Aim of the exercise –
Copy the items from the line containing "Agricultural drone survey: scan the aerial photo for white panel" through the end, substituting "gate" for "door" and keeping everything else the same.

Provided material –
[Begin]

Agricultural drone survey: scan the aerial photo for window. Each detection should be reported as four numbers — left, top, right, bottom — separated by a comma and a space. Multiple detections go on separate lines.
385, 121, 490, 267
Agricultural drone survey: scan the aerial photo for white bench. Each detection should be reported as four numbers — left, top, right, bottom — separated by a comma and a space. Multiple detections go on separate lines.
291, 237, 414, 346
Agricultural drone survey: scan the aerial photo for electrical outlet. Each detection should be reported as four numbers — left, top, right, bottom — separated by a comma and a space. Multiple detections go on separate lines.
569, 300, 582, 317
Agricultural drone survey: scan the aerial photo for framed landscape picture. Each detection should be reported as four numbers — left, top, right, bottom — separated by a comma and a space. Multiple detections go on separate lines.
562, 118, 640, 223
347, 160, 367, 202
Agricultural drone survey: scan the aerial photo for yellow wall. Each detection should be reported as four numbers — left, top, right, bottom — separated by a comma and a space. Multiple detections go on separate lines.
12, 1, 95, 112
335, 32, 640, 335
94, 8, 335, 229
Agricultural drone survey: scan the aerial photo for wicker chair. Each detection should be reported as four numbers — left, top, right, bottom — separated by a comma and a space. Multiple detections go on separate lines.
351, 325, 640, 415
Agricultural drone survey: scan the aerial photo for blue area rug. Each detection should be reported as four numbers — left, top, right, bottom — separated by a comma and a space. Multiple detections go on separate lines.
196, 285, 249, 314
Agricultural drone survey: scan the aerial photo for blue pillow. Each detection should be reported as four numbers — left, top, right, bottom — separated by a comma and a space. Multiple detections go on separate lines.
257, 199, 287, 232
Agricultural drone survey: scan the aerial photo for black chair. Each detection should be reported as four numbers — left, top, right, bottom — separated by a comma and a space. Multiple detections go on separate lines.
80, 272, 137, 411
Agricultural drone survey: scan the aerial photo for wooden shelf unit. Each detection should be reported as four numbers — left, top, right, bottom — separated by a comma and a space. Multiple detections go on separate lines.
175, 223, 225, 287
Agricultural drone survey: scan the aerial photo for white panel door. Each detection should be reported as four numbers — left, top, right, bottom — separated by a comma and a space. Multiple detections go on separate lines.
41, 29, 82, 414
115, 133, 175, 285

[End]

Exercise solution –
Agricultural drone survey: scan the aerial photo for white panel gate. Each detection should be reported as four numbers — left, top, right, bottom — separated by a comma and a space. Multiple detections go on separate lines.
41, 29, 82, 414
115, 133, 175, 285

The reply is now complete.